Elsewhere in the bunker there is an old military radio, for visitors to tune into war time broadcasts. Tuning in on 450 metres I heard some chilling news bulletins.

The Soviet threat room houses a fine collection of Warsaw Pact flags, pennants, uniforms, rifles and transmitting and receiving equipment, all set to the background of an echoing Russian radio broadcast. A NATO booklet from 1972 should be read, memorised and then destroyed- ‘The Warsaw Pact- Know their weapons and equipment’.

Soviet Union medal ribbons on display date from the Russian Revolution through the Great Patriotic War (Russian’s name for World War II) and onward. The medal for Order of Glory, Partisan of the Patriotic War, medals for the Liberation of Belgrade, Budapest. For the capture of Vienna, Odessa, the defence of Leningrad, Stalingrad, Sevastopol, the Order of Lenin. Has a single country ever issued so many different medals?

----

CHECK YOUR UNDERSTANDING -
- A) In the bunker passage, what setting was the old military radio tuned to when the chilling news bulletins came through?
- B) Write the next part of the bunker passage, picking up right after its final sentence.

RECORDED INFORMATION -

----

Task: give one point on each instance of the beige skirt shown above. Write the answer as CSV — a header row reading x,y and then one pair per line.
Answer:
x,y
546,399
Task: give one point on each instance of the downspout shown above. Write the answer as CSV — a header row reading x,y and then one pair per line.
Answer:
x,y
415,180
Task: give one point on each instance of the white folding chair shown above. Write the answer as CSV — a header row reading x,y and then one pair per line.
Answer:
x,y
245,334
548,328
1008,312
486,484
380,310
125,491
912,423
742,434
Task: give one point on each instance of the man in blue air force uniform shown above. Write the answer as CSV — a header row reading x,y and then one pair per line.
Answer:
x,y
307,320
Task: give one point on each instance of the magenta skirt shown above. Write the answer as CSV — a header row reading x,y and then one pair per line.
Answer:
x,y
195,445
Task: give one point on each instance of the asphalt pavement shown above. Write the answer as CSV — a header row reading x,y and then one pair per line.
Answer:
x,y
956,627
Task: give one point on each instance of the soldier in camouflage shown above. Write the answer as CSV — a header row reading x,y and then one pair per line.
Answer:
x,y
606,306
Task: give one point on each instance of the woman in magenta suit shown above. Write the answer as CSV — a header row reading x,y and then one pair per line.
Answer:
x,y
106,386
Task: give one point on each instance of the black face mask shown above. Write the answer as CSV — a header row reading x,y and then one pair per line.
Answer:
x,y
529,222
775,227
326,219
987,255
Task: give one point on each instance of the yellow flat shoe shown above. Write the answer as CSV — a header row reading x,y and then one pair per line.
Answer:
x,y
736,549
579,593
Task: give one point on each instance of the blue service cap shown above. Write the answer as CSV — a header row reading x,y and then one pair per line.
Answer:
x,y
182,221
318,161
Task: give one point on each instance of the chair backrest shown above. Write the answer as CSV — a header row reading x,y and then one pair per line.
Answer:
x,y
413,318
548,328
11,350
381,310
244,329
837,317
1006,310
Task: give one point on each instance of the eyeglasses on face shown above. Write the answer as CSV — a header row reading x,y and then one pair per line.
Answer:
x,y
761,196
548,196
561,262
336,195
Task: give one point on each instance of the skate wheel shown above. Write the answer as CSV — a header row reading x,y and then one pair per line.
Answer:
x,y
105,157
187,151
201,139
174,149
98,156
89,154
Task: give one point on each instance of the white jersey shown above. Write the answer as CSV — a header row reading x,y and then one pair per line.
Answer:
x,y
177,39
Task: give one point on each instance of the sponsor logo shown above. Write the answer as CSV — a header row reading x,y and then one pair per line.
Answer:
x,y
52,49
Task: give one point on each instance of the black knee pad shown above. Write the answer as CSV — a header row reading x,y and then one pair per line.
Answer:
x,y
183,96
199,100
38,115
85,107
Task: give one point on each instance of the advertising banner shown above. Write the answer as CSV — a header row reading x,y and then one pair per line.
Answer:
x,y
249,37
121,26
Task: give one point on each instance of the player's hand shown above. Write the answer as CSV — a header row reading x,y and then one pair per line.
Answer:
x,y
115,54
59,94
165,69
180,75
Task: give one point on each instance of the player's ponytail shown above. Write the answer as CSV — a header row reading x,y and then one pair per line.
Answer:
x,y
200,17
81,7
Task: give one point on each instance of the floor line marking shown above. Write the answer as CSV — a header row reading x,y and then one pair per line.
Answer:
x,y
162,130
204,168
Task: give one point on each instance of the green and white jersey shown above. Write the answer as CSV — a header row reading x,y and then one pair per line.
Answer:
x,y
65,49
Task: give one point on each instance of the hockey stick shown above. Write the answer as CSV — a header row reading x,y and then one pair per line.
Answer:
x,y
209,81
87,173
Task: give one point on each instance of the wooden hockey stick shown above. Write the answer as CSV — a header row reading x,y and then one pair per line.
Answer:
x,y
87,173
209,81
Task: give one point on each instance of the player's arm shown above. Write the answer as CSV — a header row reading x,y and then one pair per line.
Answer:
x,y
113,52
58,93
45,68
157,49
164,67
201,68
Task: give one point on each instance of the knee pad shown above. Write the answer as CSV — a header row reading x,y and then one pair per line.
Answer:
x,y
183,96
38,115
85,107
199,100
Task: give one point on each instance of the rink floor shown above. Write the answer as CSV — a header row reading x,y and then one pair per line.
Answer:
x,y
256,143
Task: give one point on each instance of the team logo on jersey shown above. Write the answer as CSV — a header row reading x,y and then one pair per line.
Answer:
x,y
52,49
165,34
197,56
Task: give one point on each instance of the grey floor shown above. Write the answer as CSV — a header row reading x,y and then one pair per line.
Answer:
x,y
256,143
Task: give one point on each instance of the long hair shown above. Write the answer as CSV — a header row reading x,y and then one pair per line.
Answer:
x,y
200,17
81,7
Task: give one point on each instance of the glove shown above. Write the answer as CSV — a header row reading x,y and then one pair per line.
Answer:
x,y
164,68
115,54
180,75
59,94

----

RESPONSES BY TASK -
- A) 450 metres.

- B)
Conclusion
In the event of a nuclear war, or even a nuclear detonation, affecting north-west England, it is difficult to imagine that there would be many citizens left to for the elite personnel at Hack Green to actually govern over. Hundreds of thousands of those not vapourised at the epi-centre would be dying from radiation sickness within weeks. The remaining population, would either starve or be unable to survive from the desolated landscape. The survival of the fittest would take on a whole new meaning, with even the fittest liable to contract cancers of some kind or other. The explosion at Ukraine’s Chernobyl nuclear power station in 1986 led to a dramatic increase in leukaemia, cancers and birth defects in the region. However, the Chernobyl disaster would be minor compared to a nuclear attack envisaged and prepared for by installations such as Hack Green by British governments since the 1950s.

Those of us that survived the Cold War unscathed can look back at it with some bizarre degree of nostalgia. With hindsight it was a period of peace, albeit an uneasy peace, in Europe. History and closure makes it easy to underestimate the dangers of conflict in that period.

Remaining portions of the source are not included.